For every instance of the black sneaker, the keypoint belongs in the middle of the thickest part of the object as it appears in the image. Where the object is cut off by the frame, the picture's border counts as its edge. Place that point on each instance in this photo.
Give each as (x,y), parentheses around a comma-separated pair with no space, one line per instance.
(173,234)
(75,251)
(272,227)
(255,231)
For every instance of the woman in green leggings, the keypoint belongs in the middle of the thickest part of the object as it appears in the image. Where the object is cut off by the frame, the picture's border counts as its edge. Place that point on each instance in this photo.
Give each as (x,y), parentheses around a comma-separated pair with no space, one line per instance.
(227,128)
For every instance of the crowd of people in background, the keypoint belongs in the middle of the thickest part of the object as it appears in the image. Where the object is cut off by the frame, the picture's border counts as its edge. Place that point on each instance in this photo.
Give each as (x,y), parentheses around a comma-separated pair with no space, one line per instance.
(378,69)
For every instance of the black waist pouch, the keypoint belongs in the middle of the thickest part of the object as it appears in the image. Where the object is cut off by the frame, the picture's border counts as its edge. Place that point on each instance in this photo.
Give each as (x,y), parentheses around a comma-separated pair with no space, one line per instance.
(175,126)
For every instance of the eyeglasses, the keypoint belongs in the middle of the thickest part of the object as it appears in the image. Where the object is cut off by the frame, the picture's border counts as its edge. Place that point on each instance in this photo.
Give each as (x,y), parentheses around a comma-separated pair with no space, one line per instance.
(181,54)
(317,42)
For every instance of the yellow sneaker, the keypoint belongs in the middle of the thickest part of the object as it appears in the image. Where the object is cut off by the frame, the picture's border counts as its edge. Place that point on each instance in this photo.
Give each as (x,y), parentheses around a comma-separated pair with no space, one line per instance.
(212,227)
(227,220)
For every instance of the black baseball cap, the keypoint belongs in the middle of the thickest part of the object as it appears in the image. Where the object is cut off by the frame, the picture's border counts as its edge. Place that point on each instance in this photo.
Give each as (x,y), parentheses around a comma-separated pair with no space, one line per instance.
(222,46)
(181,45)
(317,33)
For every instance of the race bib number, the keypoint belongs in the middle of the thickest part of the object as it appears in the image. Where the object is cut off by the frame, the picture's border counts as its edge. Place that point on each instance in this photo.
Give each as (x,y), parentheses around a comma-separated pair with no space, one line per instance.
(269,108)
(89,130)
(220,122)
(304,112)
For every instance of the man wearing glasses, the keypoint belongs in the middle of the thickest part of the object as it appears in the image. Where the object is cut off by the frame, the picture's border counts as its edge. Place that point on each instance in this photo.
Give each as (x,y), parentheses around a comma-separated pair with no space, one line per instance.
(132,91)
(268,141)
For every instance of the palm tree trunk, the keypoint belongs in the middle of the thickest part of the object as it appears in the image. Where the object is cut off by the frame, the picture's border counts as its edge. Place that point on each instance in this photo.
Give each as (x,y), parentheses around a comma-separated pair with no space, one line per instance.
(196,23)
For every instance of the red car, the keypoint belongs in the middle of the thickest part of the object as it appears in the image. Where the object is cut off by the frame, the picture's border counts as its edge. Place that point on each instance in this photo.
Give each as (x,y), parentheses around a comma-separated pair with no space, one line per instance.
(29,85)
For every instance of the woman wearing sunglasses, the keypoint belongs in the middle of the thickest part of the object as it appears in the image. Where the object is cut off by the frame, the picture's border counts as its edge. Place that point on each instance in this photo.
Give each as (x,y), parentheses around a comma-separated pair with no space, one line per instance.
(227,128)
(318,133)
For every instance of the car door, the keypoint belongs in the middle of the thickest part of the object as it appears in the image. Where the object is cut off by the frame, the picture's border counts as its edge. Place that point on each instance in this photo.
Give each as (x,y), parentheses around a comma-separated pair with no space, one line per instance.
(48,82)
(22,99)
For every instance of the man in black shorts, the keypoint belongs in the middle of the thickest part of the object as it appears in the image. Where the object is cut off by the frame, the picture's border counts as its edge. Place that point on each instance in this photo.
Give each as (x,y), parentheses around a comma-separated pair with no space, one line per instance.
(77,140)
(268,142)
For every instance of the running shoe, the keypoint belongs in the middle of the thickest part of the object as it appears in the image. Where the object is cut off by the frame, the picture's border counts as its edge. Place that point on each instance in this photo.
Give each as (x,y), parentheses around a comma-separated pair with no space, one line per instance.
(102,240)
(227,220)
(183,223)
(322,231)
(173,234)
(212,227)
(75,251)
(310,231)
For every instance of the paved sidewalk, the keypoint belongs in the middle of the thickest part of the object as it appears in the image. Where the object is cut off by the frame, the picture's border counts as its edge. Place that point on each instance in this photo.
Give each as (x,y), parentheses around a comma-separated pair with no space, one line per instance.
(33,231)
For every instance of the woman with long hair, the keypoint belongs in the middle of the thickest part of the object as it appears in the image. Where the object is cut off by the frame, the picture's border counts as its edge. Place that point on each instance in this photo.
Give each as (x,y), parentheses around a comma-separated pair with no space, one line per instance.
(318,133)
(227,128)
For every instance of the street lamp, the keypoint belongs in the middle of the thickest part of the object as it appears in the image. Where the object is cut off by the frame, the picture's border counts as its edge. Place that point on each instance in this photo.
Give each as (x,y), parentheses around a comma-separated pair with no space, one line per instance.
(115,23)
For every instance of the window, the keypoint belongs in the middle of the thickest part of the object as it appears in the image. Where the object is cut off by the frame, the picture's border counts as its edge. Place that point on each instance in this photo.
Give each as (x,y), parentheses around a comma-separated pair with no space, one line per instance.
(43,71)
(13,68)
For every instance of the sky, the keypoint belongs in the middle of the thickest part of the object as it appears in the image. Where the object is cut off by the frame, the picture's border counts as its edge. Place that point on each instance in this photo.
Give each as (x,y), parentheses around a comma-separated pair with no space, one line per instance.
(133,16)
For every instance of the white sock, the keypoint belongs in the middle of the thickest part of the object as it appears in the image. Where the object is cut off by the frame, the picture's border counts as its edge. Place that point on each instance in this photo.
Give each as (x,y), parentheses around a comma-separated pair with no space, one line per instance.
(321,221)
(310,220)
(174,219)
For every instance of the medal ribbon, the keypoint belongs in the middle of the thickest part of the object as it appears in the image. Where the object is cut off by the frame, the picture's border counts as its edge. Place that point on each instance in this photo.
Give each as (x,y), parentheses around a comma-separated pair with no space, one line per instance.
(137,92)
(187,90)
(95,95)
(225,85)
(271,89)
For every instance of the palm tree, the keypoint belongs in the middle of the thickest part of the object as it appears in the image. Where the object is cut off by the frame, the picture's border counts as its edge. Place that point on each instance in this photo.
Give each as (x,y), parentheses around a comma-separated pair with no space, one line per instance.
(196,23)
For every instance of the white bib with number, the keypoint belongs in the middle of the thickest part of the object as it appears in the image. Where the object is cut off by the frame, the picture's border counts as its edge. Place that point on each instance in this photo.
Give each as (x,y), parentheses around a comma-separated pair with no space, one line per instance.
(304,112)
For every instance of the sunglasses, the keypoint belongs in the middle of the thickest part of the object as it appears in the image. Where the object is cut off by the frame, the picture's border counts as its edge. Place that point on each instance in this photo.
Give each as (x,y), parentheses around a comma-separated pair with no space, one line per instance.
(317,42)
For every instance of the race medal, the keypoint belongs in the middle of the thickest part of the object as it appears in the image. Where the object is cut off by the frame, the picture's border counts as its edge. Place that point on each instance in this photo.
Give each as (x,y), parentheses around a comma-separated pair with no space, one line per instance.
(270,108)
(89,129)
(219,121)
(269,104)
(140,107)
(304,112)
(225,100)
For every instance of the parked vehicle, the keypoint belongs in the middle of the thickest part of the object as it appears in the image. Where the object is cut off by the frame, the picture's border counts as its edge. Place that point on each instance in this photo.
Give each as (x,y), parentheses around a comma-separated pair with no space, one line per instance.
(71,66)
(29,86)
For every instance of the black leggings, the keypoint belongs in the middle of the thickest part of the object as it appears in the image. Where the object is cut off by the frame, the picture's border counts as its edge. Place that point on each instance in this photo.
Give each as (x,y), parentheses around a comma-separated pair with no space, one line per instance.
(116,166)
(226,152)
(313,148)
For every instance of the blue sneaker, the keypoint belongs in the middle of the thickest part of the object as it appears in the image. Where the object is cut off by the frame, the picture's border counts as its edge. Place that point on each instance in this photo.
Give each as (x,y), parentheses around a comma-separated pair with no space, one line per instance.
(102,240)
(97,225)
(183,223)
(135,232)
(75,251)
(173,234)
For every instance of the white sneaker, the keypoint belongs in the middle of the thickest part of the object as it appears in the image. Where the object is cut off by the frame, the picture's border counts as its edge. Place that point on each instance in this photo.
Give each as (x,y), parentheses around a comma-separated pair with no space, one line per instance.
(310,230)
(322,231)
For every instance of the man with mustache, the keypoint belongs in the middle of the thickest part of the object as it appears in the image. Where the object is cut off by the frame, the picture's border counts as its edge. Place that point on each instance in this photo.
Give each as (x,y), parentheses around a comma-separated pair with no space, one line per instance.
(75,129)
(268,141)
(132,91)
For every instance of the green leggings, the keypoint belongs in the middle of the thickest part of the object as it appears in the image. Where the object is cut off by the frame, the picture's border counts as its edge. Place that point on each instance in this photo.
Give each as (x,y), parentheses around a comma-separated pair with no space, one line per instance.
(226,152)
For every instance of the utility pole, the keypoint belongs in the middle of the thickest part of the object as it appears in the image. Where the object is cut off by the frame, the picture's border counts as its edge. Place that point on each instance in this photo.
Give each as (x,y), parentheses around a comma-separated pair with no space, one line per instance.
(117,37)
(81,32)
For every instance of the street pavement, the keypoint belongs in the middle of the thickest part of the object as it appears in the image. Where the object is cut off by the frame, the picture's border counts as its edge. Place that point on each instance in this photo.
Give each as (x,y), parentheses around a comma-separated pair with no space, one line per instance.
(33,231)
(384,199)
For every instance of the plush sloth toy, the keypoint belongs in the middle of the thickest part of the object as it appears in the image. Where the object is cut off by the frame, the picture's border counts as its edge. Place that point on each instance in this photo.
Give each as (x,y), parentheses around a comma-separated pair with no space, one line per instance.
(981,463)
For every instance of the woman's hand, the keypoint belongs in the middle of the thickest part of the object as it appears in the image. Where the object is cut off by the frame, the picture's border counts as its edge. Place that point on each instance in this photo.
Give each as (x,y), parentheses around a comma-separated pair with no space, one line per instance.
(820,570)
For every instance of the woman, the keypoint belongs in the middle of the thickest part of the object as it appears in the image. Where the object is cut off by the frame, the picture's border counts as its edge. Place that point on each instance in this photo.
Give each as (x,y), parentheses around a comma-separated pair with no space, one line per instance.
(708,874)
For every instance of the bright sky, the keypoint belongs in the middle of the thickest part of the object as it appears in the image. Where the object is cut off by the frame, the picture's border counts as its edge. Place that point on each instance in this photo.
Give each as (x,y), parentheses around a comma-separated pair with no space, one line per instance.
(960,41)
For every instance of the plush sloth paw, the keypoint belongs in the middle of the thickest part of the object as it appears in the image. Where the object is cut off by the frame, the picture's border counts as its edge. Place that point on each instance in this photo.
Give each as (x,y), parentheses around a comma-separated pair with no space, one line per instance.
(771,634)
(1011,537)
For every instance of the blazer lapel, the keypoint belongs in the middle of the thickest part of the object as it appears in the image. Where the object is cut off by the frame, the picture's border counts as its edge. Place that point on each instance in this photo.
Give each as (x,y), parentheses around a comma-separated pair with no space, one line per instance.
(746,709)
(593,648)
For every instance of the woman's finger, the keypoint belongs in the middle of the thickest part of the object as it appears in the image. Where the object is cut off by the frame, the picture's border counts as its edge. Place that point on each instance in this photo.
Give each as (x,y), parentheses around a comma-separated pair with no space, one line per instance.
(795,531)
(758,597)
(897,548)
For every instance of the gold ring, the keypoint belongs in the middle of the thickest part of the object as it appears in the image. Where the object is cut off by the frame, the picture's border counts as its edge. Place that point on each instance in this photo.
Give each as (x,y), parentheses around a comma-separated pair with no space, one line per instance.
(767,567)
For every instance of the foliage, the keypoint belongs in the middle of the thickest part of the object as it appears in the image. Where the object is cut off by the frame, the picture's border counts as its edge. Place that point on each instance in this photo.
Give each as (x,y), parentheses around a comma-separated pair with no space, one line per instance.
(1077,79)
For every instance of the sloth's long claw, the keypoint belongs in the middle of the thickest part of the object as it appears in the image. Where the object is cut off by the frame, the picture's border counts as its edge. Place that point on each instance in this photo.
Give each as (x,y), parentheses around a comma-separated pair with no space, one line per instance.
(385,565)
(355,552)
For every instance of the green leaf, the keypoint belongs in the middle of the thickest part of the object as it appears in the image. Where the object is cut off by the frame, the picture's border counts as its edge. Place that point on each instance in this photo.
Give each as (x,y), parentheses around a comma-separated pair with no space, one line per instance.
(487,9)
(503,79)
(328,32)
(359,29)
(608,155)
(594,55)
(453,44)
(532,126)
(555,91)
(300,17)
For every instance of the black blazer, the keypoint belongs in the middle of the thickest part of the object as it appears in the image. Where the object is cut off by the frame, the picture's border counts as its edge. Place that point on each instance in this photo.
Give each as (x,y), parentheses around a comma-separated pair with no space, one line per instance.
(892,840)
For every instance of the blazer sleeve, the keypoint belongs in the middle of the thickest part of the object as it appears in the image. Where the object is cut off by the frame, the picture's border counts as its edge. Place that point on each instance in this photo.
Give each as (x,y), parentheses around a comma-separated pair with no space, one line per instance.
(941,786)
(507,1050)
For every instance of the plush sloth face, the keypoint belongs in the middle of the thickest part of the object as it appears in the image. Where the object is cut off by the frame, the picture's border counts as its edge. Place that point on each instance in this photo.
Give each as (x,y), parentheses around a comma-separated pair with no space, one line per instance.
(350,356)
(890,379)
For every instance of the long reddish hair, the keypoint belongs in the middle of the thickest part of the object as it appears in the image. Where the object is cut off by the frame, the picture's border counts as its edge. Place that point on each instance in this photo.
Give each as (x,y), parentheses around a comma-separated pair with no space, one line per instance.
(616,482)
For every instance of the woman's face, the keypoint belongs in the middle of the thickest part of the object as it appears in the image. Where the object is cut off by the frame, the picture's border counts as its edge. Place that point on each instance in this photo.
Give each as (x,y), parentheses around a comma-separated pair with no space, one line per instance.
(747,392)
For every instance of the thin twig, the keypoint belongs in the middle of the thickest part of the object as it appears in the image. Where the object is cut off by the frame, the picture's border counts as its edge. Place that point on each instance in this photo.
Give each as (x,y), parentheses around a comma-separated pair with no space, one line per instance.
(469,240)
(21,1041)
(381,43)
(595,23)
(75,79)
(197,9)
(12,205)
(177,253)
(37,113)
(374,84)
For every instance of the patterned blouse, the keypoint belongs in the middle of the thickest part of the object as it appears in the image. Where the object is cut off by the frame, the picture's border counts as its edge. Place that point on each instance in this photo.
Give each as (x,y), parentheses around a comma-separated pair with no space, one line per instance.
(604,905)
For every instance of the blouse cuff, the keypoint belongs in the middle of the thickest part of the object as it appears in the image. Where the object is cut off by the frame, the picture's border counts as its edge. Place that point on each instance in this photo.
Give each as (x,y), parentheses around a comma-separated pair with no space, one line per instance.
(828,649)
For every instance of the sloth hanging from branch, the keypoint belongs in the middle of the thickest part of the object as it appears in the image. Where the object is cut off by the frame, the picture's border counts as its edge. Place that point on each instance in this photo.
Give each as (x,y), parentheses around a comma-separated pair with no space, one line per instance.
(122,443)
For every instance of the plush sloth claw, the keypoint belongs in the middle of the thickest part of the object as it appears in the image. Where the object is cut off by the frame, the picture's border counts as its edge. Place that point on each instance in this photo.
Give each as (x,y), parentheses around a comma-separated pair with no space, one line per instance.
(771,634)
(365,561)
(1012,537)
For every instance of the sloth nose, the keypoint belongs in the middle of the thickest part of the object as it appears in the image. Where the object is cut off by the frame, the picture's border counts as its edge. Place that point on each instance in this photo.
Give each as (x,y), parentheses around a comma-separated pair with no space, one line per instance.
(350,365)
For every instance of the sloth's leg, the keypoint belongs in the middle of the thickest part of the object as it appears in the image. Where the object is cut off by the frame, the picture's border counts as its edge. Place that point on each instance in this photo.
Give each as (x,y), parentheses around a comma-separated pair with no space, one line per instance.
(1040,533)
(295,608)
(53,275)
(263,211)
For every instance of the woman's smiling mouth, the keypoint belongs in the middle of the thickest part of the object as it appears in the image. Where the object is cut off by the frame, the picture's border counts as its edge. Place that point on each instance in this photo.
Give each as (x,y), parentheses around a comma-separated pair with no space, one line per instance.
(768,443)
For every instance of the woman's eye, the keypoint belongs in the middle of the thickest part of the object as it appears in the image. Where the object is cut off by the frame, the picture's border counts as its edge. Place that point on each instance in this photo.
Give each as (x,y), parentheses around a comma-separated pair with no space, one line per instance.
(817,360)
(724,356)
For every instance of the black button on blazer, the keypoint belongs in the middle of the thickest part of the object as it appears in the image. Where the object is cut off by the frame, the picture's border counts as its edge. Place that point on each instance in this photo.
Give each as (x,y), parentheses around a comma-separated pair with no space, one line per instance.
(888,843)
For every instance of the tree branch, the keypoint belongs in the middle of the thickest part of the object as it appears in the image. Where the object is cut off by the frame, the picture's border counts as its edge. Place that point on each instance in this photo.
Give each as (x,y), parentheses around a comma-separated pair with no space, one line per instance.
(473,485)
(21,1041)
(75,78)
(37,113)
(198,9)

•••

§ Exercise
The lines to quote run from the one containing "For every instance of the sloth's leg, the" through the final line of the material above; please give them exactly, both ends included, and nothing else.

§ Full answer
For every instance of the sloth's leg, the keypoint belongs in the middle of the thickest part of the object as it appears in the image. Where the object is cut off by the frame, the picture's border counts as its edge. Place that point on each instance in this photo.
Give each as (x,y), parentheses around a comma-separated pair with no space, one line per instance.
(1040,533)
(295,608)
(53,275)
(263,211)
For every instance of the woman's smiling mouth, the keypoint belongs in the middle of the thickest part of the object as it appears in the image. Where the object is cut off by the frame, the picture's border counts as its edge. Place that point on each instance in this photo.
Give each as (x,y), parentheses around a comma-separated pair with no space, one line per instance.
(768,443)
For every instance of the woman's eye, the keypoint belongs in the middle of the thickest part of the object as it appears in the image. Where the object is cut off by the frame, the picture's border counts as its edge. Place that point on each instance in this photo.
Give each as (x,y), parentheses around a comma-separated pair with no space, one line per instance.
(817,360)
(724,356)
For every instance of the black button on blazer, the keypoint belongs in the middle of the thickest part of the object as it appears in the image. Where the object is cut off by the frame, the picture's border counts as its edge. Place that point on each instance in this photo.
Give each as (x,y), parentheses around a comma-separated pair with no space, one line per instance.
(888,843)
For every instance of the tree branch, the keypoint belongs in the middle of the thickest part of the object as it appears in the image. Where the object is cut off by the frame, the picture's border counts as its edge. Place that point on each instance in this photo.
Give each as (x,y), parentheses around a comma-separated pair with no space, one line per instance.
(473,485)
(21,1041)
(75,78)
(37,113)
(198,9)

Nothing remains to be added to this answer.